Recordo, a este propósito, uma frase do ex-presidente do Uruguai José Mujica (1935): “os que comem bem pensam que se gasta demasiado em política social”.
Genericamente falando, e naturalmente com níveis de investimento também acertados, a tradição do regime autonómico foi a de gastar sempre mais daquilo que recebe. Depois para pagar a dívida, carregam impostos sobre o Povo e sobre as empresas.
Esvaziaram tudo o que tinham e o que não tinham, porque o dinheiro não era deles. A Autonomia, também, serviu de “Casa da Moeda”, para gastar à grande à francesa.
Mas quando se fala em cortar nas despesas, nas mordomias, nos custos de funcionamento: zero. Nem querem ouvir em cortar nas nomeações políticas, em reduzir o sector empresarial regional e de acabar com as Sociedades de Desenvolvimento (filhas legítimas de Alberto João Jardim).
A aristocracia da Autonomia patriarcal do pós-25 de Abril não só se governa com o dinheiro subtraído ao povo e à economia, como também serviu, também, para endinheirar e engordar meia dúzia de famílias empresariais.
“O joio semeado nos campos produtivos”
Alberto João Jardim (AJJ), que regressou nos últimos tempos empolgado pelo hino da “cosa nostra autárquica” tem apregoado, aos sete ventos, a necessidade imperiosa do aprofundamento autonómico. Esquece, porém, que foi, também, um dos coveiros, de pá e de enxada, da consolidação emergente da Autonomia. Não padecemos, ainda, de alzheimer histórico, nem tão pouco financiamos com o dinheiro do povo da Madeira, um jornal do regime (Jornal da Madeira), e que deixou uma dívida de 50 milhões para o povo e as para empresas pagarem.
A velha e a nova aristocracia da Madeira supõem que os olhos do povo só se abrem com a audição do hino do pepedê!
A governança palaciana deseja apagar a História. O tal Alzheimer histórico e selectivo. O Programa de Assistência Económica e Financeiro (PAEF), assinado pelos membros da corte palaciana em 2012 - e após terem escondido um rol de mil milhões de facturas nas catacumbas do poder senhorial -, trouxe, inevitavelmente, mais pobreza, mais desemprego e emigração forçada ao povo da Madeira. Uma autonomia falida, que acabou por ser resgatada com o suor do trabalho do povo e da sua economia.

§ **Informação extraída**

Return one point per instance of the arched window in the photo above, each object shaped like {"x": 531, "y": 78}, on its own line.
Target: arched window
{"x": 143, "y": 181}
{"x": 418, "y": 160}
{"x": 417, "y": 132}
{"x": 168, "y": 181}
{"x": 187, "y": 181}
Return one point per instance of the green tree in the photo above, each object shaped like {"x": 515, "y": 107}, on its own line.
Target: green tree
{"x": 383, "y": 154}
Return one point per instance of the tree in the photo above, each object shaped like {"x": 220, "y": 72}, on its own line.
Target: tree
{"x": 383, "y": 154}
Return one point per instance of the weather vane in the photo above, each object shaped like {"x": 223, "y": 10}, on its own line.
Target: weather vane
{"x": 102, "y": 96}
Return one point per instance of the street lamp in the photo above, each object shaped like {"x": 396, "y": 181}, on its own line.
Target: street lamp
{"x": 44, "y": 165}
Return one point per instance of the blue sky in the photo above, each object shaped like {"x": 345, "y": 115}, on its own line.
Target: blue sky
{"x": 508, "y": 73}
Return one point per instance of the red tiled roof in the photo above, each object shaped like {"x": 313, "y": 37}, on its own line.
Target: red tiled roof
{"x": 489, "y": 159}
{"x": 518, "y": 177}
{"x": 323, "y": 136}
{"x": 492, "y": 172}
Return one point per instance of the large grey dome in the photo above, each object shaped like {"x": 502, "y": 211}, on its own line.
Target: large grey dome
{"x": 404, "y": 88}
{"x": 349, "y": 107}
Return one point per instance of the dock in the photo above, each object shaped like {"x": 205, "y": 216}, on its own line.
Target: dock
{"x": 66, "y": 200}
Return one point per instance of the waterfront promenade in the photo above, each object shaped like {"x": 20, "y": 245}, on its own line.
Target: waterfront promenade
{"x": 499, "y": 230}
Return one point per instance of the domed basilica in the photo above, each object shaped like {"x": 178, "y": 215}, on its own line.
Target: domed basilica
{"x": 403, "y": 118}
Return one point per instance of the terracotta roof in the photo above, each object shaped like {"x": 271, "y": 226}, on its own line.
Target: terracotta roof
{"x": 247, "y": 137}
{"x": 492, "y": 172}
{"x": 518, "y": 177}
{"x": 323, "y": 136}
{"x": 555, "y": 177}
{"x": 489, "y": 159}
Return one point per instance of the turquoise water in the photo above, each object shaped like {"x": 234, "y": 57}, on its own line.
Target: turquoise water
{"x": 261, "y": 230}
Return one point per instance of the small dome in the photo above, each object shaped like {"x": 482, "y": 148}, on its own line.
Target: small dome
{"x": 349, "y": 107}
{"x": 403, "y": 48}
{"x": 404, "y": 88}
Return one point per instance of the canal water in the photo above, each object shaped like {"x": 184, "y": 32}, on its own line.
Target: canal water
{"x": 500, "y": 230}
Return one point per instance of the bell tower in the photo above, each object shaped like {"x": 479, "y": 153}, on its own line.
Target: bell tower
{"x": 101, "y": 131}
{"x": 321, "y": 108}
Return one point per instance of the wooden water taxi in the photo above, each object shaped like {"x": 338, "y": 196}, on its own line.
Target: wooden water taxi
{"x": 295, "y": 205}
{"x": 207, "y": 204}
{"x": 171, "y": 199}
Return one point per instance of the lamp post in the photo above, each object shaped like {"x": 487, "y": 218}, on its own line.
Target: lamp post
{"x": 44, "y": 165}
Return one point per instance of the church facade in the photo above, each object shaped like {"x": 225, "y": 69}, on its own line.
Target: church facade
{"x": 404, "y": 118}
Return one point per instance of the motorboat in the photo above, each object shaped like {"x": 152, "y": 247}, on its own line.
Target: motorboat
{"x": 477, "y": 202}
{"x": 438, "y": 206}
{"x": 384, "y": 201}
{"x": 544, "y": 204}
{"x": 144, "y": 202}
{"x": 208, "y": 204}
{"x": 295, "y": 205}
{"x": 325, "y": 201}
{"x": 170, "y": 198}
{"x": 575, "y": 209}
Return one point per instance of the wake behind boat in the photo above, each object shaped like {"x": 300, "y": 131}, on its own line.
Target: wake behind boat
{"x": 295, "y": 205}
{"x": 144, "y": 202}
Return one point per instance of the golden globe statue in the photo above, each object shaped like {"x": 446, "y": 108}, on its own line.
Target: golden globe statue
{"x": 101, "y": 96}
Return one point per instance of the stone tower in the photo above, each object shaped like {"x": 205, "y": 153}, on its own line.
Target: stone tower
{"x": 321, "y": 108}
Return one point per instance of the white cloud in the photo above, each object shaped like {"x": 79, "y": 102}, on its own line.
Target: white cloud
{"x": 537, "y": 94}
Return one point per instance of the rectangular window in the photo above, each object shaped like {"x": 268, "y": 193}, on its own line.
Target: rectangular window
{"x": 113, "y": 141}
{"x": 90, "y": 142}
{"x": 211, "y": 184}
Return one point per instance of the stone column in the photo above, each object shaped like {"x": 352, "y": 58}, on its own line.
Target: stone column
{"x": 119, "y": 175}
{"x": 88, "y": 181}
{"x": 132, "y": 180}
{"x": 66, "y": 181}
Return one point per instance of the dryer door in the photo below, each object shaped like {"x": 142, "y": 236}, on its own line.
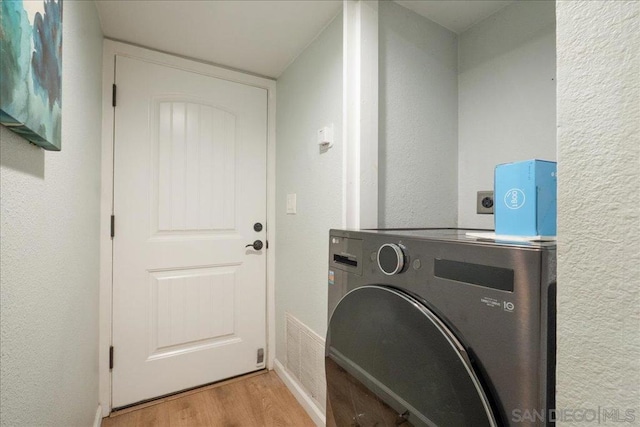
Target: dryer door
{"x": 391, "y": 361}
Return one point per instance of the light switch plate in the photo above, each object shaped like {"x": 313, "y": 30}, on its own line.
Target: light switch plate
{"x": 484, "y": 202}
{"x": 291, "y": 204}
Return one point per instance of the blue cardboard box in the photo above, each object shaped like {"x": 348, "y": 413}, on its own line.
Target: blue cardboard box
{"x": 526, "y": 198}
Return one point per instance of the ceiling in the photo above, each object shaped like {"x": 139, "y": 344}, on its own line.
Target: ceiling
{"x": 261, "y": 37}
{"x": 258, "y": 36}
{"x": 455, "y": 15}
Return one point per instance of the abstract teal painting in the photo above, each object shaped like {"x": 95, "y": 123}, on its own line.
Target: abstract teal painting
{"x": 31, "y": 70}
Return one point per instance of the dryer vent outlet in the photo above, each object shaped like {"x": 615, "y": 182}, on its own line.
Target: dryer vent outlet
{"x": 484, "y": 203}
{"x": 305, "y": 359}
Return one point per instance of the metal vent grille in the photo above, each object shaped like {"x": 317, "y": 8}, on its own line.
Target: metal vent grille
{"x": 305, "y": 359}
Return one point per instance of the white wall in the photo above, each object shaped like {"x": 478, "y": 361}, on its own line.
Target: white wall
{"x": 598, "y": 205}
{"x": 506, "y": 98}
{"x": 309, "y": 97}
{"x": 49, "y": 265}
{"x": 418, "y": 180}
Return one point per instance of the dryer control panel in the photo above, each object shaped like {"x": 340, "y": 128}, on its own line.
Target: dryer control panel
{"x": 345, "y": 254}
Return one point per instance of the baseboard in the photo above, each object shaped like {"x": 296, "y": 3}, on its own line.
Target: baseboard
{"x": 311, "y": 408}
{"x": 97, "y": 421}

§ **Instrução de trabalho A**
Repita sem alterações o trecho do texto sobre a Autonomia da Madeira que vai de "Esvaziaram tudo o" a "Alberto João Jardim).".
§ **Instrução de trabalho B**
Retome o texto sobre a Autonomia da Madeira e escreva a continuação a seguir à sua última frase.

§ **A sua resposta A**
Esvaziaram tudo o que tinham e o que não tinham, porque o dinheiro não era deles. A Autonomia, também, serviu de “Casa da Moeda”, para gastar à grande à francesa.
Mas quando se fala em cortar nas despesas, nas mordomias, nos custos de funcionamento: zero. Nem querem ouvir em cortar nas nomeações políticas, em reduzir o sector empresarial regional e de acabar com as Sociedades de Desenvolvimento (filhas legítimas de Alberto João Jardim).

§ **A sua resposta B**
Na altura, o palácio da governança estava cuidado e pintado de fresco! Mas para pagar a dívida a aristocracia agravou os impostos sobre o povo e sobre as empresas. Recorde-se: taxas de IRC e IRS iguais ao continente, agravamento da derrama regional; ISP agravado em 15% ou em alternativa a implementação de portagens; aumento de 15% das tarifas dos transportes públicos; implementação de taxas moderadoras na saúde; racionalização do transporte de doentes não urgentes e redução da despesa com envio de doentes para o continente. Foi esta, entre outras, a factura da gestão do PSD. Venderam a Autonomia à República, venderam 600 anos de resistência e de resiliência por 1500 milhões de empréstimo!
Para não falar de uma outra venda, da participação da ANAM (aeroporto) para a ANA, por 80 milhões, e cuja receita foi logo absorvida, por contrato, para o serviço da dívida do palácio. Pelo negócio ruinoso, e sem uma negociação séria para baixar as taxas aeroportuárias (as mais altas do país), a aristocracia reinante cá do burgo habituou-se a culpar um outro senhorio de além-mar. O PSD vendeu a porta de entrada da Ilha da Madeira, durante 50 anos, por 80 milhões.
“ A plebe está atenta e os celeiros estão vazios”
Como afirmou Fernando Pessoa, o povo não troça da Crítica da Razão Pura, isto é, o povo sabe ler e interpretar, e mesmo tendo uma baixa escolaridade, é perspicaz e esclarecido. O povo sabe que no palácio nada falta; e que o dinheiro abunda para servir todas as mordomias e negociatas.
O povo passa dificuldades acrescidas. O povo passa fome e espera 2, 3 e 4 anos por uma cirurgia ou por um exame na saúde. O povo vive em privação material e assiste impávido e sereno ao perdão de milhões de dívidas da segurança social aos senhorios amigos.
A aristocracia palaciana não sabe o que é a pobreza ou a aflição de escolher entre comprar medicamentos e dar de comer aos filhos; não sabe que 10 euros faz uma diferença abismal num orçamento familiar.